## Requirement
Could you reproduce, word for word, everything below from the line containing "The sequence of" down to the line containing "box: [61, 319, 280, 427]", with both of those lines included and no others?

## Information provided
[Start of section]
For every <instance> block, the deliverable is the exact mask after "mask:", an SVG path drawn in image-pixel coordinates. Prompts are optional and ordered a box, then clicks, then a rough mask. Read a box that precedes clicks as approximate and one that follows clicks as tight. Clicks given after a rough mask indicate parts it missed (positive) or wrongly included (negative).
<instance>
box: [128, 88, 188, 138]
[End of section]
[Start of section]
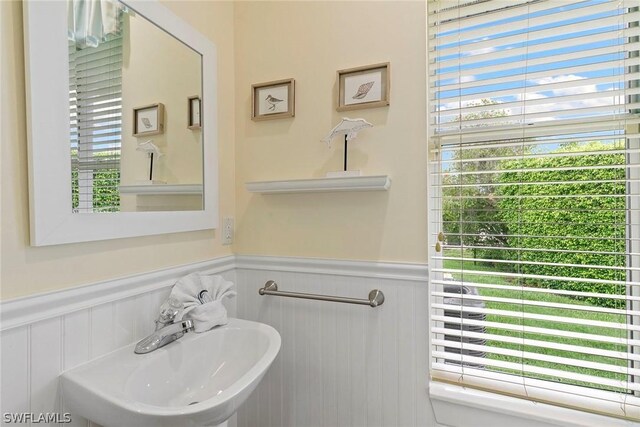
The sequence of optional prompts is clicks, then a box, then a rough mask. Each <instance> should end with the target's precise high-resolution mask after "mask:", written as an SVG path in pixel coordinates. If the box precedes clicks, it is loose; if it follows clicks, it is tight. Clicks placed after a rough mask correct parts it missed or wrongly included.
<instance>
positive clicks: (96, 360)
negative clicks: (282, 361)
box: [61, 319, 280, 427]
[End of section]
## Exercise output
The sequence of optional prompts is clicks, then a box, then a rough mask. Each <instance> should end with the target's precise high-resolution mask after "mask:", written as an SVG path in pixel coordinates. If the box precedes clicks, it is loose; if it follows clicks, it is tight. Clicks placed after a rough mask correct parts it missed or wrongly included.
<instance>
positive clicks: (96, 360)
negative clicks: (282, 361)
box: [61, 319, 280, 427]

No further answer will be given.